— Page excerpt —
# # # # #
On his typhoid deathbed, Malcolm attacks government officials in
both Richmond and Washington for policies that mean horror to multitudes,
but he never approaches an understanding of the philosophical issues
at stake much less a tragic self-perception.
Though
So Red the Rose features approximately one dozen major characters,
Hugh McGehee ultimately becomes the novel’s point of reference.
It is Hugh who, in commenting on Sherman, condemns the Federal position
on philosophical grounds: “all our family were Union men, but the
Union is not a religion; it’s a mutual agreement” (308). He believes
that the metamorphosis of the Union into something at least comparable
to a sacrosanct secular religion is an ideological threat to both
true religion and extended family, and ultimately to true democratic
freedom. As Reconstruction begins, Hugh “saw the war only as in
the line that had begun in England with the Industrial Revolution
and was moving onward toward its peak. This planter civilization
had been in the way of it, had to be destroyed. Just that” (396).
The
cost of that “destruction” is displayed during the gutting and burning
of Montrose. The night before the devastation, Agnes finds her husband
reading the back of an ancient book, “recipes, cures for one thing
and another, that had been in the family for generations. The first
recipes were written down in the time of James V, father of Mary
Stuart” (318-19). He is muttering “something of which she
seemed to make out only the words ‘my father and his father’” (318).
As the house burns, Hugh observes the officer in charge
standing
with the ancient recipe book in his hand . . . . He would scan
a page, then tear it and crumple the paper in his hand, scan another
page and do the same thing; and then as the flames began in one
corner of the room, he hurled the book in them. More than any
of the rest this angered Hugh (325).
# # # # #
— Data section —
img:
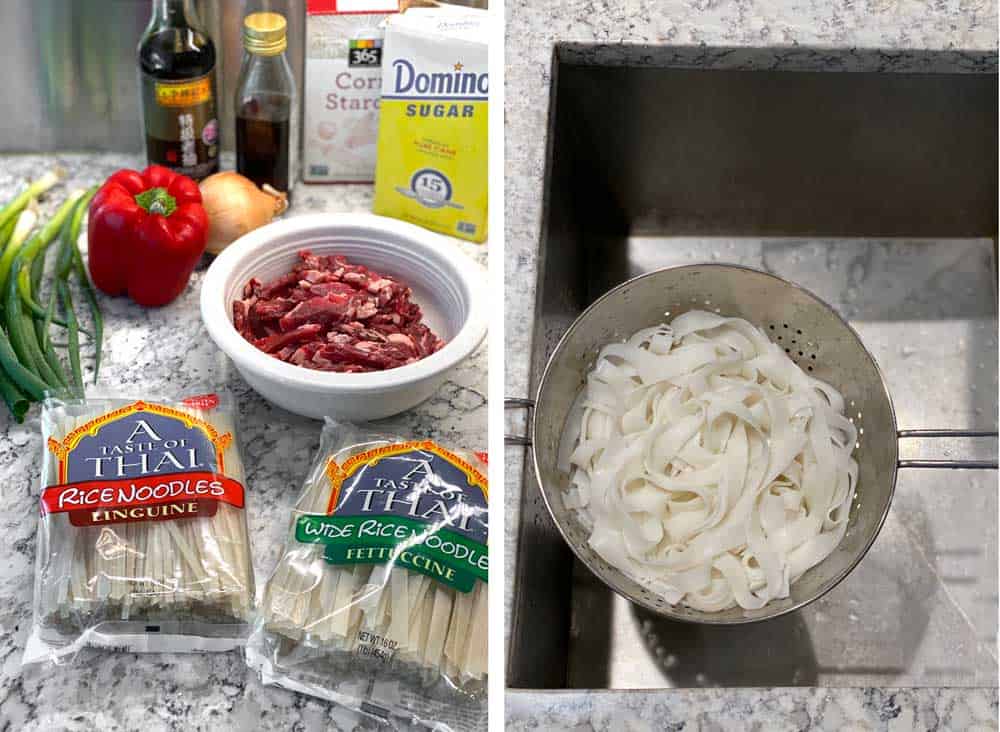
# # # # #
— Task list —
a - In the passage on So Red the Rose, during whose reign were the first recipes in the McGehee family book written down?
b - Carry the passage on So Red the Rose forward from its final sentence.

— Replies —
a - In the time of James V, father of Mary Stuart.

b -
The
house and land may be restored, but the three hundred year old recipe
book, a direct link to the McGehee heritage, is irreplaceable. The
meticulously slow, knowledgeable destruction of this priceless historical
document by the Union officer reveals that Young considered the
Union war effort to be more than an attempt to maintain a coerced
Union and to lay the foundation for the end of American slavery;
it was also, however unwittingly, an attempt to exterminate the
South’s knowledge of its independent ancestry dating from before
Jamestown, of its Celtic heritage. The political expediency should
be apparent: those whose cultural identities are obliterated are
more likely to accept the new identities the conquering empire wishes
to impose.
At
this point, Young’s thematic, as opposed to merely autobiographical,
use of characters of Celtic heritage should be understood. As victims
of the earlier Cromwellian, Williamite, and Hanoverian “displacements”
in the name of Progress, Celts had lost wars of defense to larger,
better equipped invaders, and somehow had survived the resulting
“reconstructions” with their cultural identities intact, if altered
a little, and their politics skewed. Their Southern descendants
possess, as Edward attempts to define it before the War, “this inner
thing of feeling and goodness” (25) deriving from the sense of clan,
which provides not merely the sense of family connectedness but
also a sense of place and a sense of religion, the three of which
are responsible for the Southern senses of honor and history. Hugh
attempts to explain it to Edward before he leaves for war, “’it’s
something to know that you were loved before you were born’” (150).
He adds, “’it’s not to our credit to think we began today, and it’s
not to our glory to think we end today. All through time we keep
coming into the shore like waves – like waves. You stick to
your blood, son; there’s a certain fierceness in blood that can
bind you up with a long community of life’” (150-51). As long
as the McGehees, and thematically they represent the ideal of Southern
culture to Young, possess self-knowledge – not a solipsistic
modern scholarly knowledge, but a knowledge of family history and
heritage and place, and a knowledge of the individual’s place in
the scheme of creation – , they are unvanquishable in the
things that are most important.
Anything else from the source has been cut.